## START Document text

But here in Antarctica, the winds and weather are not nearly that predictable. So far this campaign, we’ve shown up at our camp for multiple launch attempts at 11 a.m. in the morning, 7 p.m. in the evening, and most recently we’ve been leaving at about 1-3 a.m. If this schedule sounds a little rough, well, that is because it is. I’ve already talked a little bit about SuperTIGER’s delay that was four hours, so even when trying to predict a start time that doesn’t mean the weather is going to cooperate.
As far as getting around, this place is like an off road testing facility of continental sized proportions! I’m not going to be able cover every type of vehicle that is roaming around down here, but I CAN show you some of my favorites! Since Christmas, we’ve essentially been working straight nights to conduct our launch attempts. Mostly, we’ve left McMurdo Station in a couple of off-road vans and a Delta shown above. As you can see in the picture, it’s a really big off road vehicle. Most of them down here were turned over to the National Science Foundation (NSF) when the U.S. Navy gave them the facility. So that shows that they were built to last and to take a beating.
When our schedules are a little more consistent, we get a ride from the United States Antarctic Program Shuttles Operations team for our daily commute. The Shuttle Ops team has a few different vehicles they use for our daily transport, but the most iconic is “Ivan the Terra Bus.” Ivan was also made by the same company that continues to provide the DELTAs.

## END Document text

## Short task 1
In the passage about Antarctic field work, what is the most iconic vehicle that the Shuttle Ops team uses for the daily commute?

## START Records for this exercise

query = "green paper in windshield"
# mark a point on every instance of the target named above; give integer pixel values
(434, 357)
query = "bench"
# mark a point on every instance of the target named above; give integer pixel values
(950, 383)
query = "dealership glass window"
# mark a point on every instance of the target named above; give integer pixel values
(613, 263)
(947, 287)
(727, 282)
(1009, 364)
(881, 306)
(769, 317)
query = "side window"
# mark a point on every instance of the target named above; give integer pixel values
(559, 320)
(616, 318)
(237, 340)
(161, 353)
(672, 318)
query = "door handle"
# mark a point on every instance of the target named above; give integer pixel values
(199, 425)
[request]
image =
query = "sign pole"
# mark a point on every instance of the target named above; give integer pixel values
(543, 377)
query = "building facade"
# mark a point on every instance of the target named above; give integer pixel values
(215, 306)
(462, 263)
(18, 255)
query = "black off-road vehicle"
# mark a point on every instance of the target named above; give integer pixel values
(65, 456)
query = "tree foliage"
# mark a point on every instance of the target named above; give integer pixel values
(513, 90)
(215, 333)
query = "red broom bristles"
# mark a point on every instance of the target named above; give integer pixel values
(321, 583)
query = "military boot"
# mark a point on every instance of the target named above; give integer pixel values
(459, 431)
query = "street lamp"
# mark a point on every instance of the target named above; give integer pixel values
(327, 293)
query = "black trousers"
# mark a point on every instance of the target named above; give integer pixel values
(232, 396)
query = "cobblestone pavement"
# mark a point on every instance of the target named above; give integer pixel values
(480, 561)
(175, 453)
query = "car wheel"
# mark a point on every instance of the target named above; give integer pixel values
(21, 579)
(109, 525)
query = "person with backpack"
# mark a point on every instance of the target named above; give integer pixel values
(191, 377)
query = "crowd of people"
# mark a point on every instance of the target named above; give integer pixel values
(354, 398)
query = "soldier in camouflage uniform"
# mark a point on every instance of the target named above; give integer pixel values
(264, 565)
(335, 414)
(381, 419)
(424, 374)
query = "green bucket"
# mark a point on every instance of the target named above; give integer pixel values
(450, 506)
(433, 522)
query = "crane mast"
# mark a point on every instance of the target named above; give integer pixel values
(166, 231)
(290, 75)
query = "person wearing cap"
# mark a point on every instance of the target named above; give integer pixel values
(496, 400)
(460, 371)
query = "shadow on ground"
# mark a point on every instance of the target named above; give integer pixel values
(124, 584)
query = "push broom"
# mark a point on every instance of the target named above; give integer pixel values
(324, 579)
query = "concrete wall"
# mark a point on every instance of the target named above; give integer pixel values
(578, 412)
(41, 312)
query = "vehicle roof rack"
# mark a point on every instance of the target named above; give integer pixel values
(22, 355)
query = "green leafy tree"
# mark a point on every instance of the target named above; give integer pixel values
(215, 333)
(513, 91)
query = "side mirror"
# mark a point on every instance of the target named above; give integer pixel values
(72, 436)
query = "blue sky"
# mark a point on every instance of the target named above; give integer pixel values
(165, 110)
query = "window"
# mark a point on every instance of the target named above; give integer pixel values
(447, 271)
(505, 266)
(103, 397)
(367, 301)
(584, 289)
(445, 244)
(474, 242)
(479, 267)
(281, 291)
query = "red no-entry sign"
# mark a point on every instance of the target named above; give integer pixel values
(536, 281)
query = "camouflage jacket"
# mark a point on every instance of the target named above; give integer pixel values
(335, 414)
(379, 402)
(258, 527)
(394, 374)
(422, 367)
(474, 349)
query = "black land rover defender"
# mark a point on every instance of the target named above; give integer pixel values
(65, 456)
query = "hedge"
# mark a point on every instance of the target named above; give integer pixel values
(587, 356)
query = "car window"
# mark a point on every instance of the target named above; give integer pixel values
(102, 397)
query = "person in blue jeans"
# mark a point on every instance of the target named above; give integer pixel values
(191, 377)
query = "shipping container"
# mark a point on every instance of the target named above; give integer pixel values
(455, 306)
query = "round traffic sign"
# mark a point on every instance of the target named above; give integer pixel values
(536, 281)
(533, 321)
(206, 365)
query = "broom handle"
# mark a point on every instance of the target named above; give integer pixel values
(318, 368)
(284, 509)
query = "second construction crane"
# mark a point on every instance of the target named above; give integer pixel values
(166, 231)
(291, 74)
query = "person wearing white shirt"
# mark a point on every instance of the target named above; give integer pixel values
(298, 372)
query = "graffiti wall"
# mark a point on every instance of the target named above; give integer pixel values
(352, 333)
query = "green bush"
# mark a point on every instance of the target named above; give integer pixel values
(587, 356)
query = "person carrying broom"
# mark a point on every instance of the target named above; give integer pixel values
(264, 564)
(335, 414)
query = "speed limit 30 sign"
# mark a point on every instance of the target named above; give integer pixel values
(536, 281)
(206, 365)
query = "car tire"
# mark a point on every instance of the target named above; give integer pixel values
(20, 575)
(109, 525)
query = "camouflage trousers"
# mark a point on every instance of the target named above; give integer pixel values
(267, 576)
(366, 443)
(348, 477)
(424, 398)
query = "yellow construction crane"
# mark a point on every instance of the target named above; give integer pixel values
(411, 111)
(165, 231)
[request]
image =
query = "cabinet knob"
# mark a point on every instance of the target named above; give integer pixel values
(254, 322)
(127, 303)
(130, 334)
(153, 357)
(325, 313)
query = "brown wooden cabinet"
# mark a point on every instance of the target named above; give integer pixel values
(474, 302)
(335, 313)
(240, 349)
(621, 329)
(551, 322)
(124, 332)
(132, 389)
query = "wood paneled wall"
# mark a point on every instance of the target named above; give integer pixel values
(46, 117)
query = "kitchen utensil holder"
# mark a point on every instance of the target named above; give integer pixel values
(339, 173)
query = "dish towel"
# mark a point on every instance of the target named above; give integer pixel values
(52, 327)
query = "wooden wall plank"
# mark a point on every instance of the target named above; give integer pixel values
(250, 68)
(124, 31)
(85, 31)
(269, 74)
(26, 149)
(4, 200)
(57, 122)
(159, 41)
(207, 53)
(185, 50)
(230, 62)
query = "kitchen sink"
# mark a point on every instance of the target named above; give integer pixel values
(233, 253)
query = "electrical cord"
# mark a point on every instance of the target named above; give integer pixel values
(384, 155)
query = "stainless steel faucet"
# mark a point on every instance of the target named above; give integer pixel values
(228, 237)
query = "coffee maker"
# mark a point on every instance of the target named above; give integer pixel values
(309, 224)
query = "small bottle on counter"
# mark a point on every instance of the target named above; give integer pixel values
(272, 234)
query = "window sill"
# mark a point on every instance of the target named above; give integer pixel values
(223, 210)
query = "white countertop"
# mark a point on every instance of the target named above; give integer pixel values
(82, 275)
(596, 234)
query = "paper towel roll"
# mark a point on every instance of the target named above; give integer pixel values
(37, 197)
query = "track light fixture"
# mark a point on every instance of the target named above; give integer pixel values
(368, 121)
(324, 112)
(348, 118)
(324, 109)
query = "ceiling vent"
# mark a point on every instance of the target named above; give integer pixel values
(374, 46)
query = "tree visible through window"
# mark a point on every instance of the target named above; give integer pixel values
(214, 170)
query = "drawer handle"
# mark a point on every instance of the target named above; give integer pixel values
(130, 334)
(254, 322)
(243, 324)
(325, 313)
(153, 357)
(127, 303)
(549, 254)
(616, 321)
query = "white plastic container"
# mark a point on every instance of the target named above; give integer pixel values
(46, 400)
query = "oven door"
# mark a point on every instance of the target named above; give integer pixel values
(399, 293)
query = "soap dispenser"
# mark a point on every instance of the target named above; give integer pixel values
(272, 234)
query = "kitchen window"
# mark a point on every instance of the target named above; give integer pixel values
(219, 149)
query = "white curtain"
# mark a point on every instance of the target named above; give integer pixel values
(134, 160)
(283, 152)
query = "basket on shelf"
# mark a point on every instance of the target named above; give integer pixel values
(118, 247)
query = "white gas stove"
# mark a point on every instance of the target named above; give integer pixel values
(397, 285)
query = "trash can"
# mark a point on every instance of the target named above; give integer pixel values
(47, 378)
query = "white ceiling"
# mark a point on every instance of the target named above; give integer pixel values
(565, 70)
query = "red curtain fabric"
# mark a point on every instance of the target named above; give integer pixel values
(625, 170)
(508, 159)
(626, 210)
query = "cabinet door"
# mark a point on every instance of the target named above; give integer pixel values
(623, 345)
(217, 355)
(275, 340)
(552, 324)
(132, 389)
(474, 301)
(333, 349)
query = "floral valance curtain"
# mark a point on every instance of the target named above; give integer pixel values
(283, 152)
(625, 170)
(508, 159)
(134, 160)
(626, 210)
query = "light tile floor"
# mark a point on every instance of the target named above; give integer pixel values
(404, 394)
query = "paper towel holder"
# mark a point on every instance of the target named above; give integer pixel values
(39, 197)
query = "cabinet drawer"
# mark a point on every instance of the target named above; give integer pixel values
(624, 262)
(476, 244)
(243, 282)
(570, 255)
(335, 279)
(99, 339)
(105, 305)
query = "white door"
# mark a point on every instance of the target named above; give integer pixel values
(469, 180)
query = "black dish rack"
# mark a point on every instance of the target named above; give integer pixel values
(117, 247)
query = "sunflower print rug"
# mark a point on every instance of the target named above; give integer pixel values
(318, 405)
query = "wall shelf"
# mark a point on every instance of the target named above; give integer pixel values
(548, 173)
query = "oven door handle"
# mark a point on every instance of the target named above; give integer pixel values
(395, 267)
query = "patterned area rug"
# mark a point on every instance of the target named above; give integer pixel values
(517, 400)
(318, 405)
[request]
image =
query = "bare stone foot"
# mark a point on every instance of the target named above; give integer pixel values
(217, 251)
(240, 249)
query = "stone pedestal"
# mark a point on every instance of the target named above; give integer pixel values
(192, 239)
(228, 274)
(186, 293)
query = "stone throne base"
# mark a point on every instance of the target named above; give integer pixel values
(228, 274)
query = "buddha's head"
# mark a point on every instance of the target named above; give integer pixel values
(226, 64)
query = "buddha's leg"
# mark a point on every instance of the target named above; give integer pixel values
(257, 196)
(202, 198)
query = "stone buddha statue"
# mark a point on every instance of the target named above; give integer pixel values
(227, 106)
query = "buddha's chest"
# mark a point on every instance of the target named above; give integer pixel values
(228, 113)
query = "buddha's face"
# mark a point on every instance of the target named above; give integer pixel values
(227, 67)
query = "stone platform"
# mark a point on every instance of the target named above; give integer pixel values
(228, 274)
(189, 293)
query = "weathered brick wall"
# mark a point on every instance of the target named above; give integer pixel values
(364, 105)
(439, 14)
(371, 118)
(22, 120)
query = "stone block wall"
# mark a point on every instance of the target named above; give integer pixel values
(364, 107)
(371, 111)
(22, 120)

## END Records for this exercise

## Short task 2
Extract every line of the records that contains the word "crane".

## Written reply 1
Ivan the Terra Bus

## Written reply 2
query = "crane mast"
query = "second construction crane"
query = "yellow construction crane"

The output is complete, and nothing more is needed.